Reproduce the stretch from "Spring Training is" through "the Marlins' staff." in the Marlins base-running passage, word for word.

- _Excerpted passage_
::::::::
Spring Training is a time to experiment, and the Marlins intend to run on the bases in 2019. So far, they’re seeing results. Miami entered Saturday with 11 stolen bases, second in the Majors only to the Padres’ 13 in all spring games.
For Saturday’s drills, the WITTY Wireless Training Timer system was used to measure players' reactions, movements and speed times between first and second base on Field 2 of the Roger Dean Chevrolet Stadium complex. Marlins position players participated in drills designed to not only accumulate data, but also provide coaching tips on base-stealing and reacting to a pitcher’s movements.
“We’re really trying to work on reducing our amount of time from reaction time to movement time,” said Hillman, who also handles base-running duties on the Marlins' staff.
Glynn helped introduce the new technology. The WITTY system uses camera-like devices to record data. On Saturday, one set of cameras was placed 10 feet from first base, and others were spaced 10 yards apart. When the players took their leads 10 feet from first base, the WITTY system counted down from five seconds to one, and then randomly signaled: “Go!”
::::::::
- _Data extract_
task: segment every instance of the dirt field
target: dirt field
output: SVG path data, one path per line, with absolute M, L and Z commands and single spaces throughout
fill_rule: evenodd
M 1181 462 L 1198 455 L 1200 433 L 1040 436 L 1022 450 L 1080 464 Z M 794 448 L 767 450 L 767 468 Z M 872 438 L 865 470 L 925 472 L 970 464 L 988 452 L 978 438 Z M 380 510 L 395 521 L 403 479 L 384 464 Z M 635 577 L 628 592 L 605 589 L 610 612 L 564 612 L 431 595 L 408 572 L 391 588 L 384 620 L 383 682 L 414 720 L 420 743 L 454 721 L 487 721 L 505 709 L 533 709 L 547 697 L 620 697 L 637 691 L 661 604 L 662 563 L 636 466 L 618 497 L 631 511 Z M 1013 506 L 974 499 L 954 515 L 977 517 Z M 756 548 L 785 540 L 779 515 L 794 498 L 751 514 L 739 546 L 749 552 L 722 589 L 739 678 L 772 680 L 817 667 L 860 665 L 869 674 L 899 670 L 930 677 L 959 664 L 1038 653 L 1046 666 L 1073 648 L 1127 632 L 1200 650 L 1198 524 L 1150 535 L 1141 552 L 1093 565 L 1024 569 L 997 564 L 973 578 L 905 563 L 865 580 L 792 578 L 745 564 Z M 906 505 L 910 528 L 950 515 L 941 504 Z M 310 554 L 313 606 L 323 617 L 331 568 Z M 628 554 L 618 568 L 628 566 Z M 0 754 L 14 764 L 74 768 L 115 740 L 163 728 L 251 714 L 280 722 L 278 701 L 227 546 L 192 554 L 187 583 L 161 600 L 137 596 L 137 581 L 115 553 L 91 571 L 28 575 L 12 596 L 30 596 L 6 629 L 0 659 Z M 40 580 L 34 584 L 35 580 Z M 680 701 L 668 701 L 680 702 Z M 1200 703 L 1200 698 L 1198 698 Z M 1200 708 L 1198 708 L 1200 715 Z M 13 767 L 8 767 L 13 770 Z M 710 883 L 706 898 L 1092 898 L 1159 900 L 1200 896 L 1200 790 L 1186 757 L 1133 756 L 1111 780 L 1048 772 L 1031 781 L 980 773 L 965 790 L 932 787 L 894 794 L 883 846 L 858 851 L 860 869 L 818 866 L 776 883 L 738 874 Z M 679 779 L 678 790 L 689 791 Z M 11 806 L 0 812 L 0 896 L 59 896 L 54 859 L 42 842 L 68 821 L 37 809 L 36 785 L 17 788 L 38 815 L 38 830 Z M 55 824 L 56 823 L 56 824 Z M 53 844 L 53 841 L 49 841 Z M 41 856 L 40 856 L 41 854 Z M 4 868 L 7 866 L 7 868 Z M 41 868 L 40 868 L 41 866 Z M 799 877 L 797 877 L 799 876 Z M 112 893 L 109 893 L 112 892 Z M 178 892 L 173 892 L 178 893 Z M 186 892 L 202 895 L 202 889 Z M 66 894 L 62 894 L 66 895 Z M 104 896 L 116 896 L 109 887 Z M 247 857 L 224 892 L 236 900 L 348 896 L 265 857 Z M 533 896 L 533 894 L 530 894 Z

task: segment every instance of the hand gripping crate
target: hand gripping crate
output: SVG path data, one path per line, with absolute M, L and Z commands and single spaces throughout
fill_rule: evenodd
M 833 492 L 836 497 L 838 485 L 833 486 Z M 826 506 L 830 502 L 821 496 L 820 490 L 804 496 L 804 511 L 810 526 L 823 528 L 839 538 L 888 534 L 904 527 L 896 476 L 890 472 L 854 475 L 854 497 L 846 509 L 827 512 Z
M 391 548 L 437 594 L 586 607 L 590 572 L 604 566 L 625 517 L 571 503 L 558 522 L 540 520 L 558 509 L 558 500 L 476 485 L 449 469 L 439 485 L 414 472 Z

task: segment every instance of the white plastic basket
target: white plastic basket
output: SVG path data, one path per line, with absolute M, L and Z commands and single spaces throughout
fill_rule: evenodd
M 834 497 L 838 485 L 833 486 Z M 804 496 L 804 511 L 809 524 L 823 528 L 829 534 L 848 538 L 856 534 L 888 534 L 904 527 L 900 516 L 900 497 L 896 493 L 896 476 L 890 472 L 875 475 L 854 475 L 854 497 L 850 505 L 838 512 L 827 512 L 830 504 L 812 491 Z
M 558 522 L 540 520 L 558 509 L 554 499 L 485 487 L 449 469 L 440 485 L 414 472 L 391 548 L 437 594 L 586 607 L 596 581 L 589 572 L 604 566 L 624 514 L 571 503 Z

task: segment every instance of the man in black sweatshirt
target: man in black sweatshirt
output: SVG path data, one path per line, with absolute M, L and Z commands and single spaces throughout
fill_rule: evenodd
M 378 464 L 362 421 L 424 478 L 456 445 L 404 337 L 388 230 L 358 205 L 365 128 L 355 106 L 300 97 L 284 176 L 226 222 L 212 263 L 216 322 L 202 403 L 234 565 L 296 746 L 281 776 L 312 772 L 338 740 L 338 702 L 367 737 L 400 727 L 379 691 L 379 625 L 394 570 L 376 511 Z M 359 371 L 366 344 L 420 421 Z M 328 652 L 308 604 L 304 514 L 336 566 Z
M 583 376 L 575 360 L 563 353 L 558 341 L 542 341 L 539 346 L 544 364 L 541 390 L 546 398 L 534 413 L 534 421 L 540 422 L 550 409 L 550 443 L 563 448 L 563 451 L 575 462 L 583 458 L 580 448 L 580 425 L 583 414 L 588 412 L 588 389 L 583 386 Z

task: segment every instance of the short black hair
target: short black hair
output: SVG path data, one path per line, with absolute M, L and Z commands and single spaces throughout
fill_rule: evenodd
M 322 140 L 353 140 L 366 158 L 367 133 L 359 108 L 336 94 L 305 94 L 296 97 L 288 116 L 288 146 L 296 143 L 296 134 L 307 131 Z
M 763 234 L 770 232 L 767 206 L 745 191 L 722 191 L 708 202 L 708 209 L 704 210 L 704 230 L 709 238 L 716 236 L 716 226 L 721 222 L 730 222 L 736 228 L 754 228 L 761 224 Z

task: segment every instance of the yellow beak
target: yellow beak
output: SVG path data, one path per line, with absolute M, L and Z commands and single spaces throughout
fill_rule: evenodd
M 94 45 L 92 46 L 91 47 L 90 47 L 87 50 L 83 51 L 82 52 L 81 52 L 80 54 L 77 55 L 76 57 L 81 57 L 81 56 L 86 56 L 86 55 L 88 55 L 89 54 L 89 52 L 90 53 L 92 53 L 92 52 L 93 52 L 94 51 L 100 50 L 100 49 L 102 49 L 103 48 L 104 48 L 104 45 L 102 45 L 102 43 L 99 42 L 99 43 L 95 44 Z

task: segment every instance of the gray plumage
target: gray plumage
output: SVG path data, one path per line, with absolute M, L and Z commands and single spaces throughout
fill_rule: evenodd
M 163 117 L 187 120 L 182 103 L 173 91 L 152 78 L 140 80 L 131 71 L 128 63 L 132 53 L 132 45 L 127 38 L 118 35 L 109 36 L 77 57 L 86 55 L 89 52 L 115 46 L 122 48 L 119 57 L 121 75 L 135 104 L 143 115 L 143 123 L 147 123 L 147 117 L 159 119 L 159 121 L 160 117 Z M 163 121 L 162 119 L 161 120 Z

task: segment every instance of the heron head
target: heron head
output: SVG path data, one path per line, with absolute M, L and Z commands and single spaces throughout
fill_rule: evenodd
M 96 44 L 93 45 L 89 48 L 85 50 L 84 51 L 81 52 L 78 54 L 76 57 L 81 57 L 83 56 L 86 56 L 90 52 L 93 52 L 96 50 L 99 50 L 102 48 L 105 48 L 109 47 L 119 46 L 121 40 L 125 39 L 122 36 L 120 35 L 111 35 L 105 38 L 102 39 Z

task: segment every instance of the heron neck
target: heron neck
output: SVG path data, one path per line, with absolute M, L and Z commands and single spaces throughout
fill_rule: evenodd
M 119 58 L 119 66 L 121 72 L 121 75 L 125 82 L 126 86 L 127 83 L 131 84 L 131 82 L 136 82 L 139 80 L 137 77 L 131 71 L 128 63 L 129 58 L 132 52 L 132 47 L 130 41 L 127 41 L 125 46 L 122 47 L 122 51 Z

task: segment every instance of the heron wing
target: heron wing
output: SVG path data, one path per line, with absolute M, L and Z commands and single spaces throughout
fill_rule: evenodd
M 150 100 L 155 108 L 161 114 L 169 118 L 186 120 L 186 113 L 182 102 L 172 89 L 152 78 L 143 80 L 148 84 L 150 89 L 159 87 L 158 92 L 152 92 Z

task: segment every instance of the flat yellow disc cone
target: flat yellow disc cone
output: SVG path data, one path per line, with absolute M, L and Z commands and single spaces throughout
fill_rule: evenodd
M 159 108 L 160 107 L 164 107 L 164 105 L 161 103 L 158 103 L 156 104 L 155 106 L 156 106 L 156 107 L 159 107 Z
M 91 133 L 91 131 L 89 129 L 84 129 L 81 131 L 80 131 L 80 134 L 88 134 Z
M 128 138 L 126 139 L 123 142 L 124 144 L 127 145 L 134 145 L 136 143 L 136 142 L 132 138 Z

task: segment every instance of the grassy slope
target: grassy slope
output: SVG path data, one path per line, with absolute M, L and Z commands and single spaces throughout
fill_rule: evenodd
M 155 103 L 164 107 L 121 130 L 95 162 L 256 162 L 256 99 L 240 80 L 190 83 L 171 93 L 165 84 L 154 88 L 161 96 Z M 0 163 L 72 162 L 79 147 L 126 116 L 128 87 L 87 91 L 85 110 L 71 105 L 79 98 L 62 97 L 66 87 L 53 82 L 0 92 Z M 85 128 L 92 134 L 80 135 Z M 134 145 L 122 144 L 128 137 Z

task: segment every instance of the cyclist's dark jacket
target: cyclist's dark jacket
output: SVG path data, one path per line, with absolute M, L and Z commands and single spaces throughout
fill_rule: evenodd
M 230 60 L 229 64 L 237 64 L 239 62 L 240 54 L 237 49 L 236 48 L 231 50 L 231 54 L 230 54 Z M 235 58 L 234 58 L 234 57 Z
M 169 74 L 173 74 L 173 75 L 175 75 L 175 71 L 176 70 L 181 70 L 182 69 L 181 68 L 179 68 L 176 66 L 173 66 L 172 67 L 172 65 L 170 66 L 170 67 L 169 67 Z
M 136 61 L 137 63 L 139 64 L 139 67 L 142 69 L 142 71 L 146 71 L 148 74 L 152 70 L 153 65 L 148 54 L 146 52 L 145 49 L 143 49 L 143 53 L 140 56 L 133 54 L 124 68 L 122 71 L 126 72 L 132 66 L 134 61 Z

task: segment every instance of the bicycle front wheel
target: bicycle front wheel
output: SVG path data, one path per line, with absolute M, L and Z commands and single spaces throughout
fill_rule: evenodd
::::::::
- _Written solution_
Spring Training is a time to experiment, and the Marlins intend to run on the bases in 2019. So far, they’re seeing results. Miami entered Saturday with 11 stolen bases, second in the Majors only to the Padres’ 13 in all spring games.
For Saturday’s drills, the WITTY Wireless Training Timer system was used to measure players' reactions, movements and speed times between first and second base on Field 2 of the Roger Dean Chevrolet Stadium complex. Marlins position players participated in drills designed to not only accumulate data, but also provide coaching tips on base-stealing and reacting to a pitcher’s movements.
“We’re really trying to work on reducing our amount of time from reaction time to movement time,” said Hillman, who also handles base-running duties on the Marlins' staff.